Directions —
Write out the entries below word for word, starting at the line that contains "Where can the long" and ending at the line that contains "pixel 463 373", with both of those lines included.

### Data records

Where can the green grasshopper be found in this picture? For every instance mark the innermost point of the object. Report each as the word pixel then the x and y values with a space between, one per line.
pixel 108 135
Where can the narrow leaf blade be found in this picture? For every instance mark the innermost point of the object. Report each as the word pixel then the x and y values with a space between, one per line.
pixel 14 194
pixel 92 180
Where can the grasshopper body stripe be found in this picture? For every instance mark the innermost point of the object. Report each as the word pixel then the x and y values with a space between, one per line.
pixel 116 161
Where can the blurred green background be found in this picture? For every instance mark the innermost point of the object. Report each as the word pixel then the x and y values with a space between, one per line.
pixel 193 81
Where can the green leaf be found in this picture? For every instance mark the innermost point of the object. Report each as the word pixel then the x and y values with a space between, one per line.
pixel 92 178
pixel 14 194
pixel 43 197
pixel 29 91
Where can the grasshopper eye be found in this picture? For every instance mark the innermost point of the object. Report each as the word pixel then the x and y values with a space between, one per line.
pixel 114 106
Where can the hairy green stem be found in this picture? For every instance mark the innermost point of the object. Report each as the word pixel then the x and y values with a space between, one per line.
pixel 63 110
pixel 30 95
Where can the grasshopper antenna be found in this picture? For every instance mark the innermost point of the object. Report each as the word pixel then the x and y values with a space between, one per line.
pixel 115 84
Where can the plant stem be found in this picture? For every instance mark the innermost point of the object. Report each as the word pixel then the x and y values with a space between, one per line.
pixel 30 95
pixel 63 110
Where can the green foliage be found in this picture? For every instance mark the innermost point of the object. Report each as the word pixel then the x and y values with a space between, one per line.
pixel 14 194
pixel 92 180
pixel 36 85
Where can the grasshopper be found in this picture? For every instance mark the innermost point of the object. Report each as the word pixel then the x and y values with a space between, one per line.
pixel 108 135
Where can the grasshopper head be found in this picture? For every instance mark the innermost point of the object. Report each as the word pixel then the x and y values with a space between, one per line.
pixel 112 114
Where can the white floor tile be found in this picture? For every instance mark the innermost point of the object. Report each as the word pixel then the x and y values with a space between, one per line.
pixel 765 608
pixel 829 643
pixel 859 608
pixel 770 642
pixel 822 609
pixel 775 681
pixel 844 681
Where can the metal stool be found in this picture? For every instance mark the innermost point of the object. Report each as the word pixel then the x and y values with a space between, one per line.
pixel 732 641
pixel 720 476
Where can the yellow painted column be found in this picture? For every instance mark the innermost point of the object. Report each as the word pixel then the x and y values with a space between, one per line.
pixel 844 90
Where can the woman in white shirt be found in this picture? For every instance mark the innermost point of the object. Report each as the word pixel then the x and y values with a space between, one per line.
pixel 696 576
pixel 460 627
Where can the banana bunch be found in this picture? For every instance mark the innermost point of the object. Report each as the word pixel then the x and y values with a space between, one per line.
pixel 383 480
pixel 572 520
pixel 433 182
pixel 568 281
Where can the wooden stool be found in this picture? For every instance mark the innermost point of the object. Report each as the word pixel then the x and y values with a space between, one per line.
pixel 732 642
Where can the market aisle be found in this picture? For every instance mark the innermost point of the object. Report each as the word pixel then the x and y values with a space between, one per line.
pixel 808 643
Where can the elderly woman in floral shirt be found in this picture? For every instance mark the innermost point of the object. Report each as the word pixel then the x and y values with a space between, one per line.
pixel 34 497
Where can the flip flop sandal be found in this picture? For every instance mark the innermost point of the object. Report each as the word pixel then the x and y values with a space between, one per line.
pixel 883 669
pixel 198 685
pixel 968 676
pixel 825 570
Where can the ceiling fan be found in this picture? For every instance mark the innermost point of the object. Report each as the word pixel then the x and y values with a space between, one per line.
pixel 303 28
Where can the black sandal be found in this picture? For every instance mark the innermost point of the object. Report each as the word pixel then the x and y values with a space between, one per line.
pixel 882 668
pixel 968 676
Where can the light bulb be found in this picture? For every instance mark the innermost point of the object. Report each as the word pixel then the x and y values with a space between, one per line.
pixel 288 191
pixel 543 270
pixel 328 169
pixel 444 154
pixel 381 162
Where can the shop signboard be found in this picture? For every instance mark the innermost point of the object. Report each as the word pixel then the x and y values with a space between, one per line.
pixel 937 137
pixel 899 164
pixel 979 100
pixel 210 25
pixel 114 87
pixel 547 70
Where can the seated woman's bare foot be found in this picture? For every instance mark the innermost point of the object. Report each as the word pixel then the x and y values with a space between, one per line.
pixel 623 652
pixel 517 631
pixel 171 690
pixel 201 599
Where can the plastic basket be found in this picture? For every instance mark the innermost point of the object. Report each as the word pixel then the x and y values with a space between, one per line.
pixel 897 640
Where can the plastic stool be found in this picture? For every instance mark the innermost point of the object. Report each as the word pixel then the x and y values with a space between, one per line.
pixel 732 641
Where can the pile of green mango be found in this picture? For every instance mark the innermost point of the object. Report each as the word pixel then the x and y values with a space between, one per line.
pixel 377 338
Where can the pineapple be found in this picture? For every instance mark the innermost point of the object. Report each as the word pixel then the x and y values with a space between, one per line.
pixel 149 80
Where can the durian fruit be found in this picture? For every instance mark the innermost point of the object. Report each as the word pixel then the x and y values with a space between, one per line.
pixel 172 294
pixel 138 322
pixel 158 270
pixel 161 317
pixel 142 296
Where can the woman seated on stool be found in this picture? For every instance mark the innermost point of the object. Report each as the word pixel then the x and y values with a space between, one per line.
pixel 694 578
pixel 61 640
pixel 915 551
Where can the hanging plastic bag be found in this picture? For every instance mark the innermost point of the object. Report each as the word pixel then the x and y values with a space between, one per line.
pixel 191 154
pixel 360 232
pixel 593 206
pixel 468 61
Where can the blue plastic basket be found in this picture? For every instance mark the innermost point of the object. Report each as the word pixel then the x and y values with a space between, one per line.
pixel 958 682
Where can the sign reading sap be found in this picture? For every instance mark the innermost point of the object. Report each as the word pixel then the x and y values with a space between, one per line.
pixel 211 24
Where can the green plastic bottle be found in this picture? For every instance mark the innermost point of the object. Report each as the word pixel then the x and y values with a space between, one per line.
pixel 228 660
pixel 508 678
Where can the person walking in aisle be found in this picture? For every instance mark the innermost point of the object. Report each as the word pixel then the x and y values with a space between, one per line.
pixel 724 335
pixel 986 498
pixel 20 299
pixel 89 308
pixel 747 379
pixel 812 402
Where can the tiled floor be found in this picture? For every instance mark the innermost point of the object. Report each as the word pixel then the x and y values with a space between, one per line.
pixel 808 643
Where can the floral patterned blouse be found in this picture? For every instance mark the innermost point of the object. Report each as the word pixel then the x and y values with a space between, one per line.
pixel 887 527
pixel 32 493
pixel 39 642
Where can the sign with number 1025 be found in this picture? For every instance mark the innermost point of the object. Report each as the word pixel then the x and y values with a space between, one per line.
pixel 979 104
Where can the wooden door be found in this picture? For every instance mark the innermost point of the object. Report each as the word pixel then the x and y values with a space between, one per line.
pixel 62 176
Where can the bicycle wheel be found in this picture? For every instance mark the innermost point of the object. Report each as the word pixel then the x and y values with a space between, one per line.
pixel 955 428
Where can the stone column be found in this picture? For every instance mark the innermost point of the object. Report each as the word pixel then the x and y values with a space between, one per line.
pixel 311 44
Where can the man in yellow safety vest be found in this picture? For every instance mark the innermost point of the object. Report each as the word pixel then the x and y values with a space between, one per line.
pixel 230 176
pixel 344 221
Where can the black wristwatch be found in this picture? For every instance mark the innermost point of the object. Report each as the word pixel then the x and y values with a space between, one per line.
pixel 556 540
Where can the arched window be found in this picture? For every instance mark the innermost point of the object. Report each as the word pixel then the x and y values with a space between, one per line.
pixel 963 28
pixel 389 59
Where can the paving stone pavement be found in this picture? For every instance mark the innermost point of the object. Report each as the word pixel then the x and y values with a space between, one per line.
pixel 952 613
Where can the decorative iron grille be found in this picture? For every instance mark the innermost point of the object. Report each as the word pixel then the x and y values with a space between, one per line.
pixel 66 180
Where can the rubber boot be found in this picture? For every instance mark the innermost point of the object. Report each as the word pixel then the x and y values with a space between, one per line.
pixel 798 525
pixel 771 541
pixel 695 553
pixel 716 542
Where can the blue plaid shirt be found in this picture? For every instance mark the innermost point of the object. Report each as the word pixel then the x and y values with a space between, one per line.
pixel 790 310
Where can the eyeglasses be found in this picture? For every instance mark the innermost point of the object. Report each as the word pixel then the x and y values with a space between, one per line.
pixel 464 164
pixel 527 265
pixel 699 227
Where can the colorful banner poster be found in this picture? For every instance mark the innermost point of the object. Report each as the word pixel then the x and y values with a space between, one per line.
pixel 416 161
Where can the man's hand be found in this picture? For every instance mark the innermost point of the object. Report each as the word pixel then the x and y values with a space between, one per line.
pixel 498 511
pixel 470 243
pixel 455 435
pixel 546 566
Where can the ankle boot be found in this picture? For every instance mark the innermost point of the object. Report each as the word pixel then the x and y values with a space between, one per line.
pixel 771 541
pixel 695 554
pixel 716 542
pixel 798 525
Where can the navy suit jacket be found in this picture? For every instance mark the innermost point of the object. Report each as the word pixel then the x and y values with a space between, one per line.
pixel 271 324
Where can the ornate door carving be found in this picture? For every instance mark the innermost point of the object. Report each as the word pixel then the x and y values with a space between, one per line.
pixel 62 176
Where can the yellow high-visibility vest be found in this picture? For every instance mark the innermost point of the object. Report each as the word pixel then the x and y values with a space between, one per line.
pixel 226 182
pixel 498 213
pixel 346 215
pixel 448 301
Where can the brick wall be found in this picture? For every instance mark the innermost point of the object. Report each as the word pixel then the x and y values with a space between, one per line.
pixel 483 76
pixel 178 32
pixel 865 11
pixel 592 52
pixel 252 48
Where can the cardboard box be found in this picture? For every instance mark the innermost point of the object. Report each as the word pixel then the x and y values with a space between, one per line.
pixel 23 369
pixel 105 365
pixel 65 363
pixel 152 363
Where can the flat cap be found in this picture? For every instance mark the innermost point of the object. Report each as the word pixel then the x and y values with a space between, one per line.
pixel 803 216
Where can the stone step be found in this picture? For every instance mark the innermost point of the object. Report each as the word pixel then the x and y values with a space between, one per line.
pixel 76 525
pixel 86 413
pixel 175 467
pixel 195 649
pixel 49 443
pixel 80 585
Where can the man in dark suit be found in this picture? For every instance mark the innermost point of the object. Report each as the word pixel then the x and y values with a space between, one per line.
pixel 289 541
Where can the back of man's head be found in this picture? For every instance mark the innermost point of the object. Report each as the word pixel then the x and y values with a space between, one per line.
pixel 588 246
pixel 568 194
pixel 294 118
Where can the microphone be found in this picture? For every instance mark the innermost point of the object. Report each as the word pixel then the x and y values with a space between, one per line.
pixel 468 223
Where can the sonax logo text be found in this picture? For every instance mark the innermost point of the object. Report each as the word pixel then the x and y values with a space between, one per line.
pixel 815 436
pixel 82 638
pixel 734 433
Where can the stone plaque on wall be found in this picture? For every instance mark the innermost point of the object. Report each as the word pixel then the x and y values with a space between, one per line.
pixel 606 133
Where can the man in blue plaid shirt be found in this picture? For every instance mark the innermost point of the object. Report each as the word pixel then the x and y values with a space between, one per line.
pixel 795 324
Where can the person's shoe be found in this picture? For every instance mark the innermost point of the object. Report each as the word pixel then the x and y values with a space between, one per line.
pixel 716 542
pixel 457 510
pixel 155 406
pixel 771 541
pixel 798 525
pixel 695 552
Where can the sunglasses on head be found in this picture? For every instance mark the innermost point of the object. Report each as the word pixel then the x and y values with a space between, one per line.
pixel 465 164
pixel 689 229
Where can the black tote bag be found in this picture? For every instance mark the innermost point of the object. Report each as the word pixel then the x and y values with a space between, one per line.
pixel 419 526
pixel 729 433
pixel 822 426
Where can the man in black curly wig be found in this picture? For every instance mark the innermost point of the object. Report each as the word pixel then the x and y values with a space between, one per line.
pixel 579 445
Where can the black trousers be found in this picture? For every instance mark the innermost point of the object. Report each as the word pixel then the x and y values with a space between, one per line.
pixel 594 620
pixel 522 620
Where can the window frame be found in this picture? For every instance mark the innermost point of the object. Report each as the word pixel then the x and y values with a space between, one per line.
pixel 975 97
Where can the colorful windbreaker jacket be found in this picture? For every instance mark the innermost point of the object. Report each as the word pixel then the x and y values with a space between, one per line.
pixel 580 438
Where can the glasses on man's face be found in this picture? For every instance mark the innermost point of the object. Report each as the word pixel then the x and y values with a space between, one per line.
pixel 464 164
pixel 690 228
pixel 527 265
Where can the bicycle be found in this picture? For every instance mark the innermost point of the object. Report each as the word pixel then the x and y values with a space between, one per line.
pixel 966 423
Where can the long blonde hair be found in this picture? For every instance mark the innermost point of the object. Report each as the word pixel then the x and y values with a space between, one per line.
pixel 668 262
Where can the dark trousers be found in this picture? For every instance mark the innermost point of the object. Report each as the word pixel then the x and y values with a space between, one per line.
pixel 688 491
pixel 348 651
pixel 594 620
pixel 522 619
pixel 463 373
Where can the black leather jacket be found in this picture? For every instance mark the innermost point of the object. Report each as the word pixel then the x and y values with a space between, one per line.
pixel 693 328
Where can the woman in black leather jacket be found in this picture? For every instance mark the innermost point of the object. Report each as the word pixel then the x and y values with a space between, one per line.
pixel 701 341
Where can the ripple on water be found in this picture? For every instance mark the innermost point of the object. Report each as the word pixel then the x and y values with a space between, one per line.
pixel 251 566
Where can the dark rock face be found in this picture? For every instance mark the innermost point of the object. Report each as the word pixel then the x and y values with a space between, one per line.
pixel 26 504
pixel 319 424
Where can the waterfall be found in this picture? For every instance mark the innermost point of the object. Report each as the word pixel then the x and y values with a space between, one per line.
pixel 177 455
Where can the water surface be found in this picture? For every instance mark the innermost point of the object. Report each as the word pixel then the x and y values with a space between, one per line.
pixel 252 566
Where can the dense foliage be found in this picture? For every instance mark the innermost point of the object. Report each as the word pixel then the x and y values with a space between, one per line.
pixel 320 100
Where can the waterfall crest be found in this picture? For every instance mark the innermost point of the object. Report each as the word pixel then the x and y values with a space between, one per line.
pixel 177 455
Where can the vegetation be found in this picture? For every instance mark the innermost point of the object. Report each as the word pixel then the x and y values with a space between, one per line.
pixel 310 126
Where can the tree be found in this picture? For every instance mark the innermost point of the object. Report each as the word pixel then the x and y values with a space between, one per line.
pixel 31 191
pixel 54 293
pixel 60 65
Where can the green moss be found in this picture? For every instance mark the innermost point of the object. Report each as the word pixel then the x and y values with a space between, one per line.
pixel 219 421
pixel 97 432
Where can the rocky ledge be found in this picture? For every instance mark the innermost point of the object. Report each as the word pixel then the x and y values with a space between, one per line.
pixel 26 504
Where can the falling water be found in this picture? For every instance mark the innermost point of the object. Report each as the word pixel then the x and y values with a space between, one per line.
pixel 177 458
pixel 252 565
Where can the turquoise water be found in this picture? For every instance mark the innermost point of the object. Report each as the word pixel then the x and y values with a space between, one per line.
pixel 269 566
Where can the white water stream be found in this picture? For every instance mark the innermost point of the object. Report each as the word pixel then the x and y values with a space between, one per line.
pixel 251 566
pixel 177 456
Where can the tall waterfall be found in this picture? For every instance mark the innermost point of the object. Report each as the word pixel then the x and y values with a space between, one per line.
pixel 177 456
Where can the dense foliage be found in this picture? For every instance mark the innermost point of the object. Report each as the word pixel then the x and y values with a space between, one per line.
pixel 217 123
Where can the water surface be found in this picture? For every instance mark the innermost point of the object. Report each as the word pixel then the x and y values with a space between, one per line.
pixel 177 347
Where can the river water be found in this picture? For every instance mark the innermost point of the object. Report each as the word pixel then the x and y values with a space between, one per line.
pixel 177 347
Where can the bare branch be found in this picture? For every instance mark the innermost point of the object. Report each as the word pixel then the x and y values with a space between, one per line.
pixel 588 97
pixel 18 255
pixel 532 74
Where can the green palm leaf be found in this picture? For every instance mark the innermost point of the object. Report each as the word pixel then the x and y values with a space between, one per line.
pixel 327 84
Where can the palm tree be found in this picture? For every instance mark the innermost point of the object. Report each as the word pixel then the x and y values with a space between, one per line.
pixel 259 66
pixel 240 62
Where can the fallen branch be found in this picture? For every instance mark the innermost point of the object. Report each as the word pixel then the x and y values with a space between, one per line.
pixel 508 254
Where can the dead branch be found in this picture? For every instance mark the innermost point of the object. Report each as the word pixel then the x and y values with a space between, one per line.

######

Task answer —
Where can the long blonde hair be found in this picture? For every instance mark the innermost point of the object. Report each as the word pixel then the x and y values with a space between, one per line.
pixel 668 262
Where can the dark trousers be found in this picture? For every instance mark the innermost point of the object. Report each as the word pixel then the x and y values with a space between, one per line.
pixel 688 491
pixel 348 651
pixel 594 620
pixel 522 619
pixel 463 373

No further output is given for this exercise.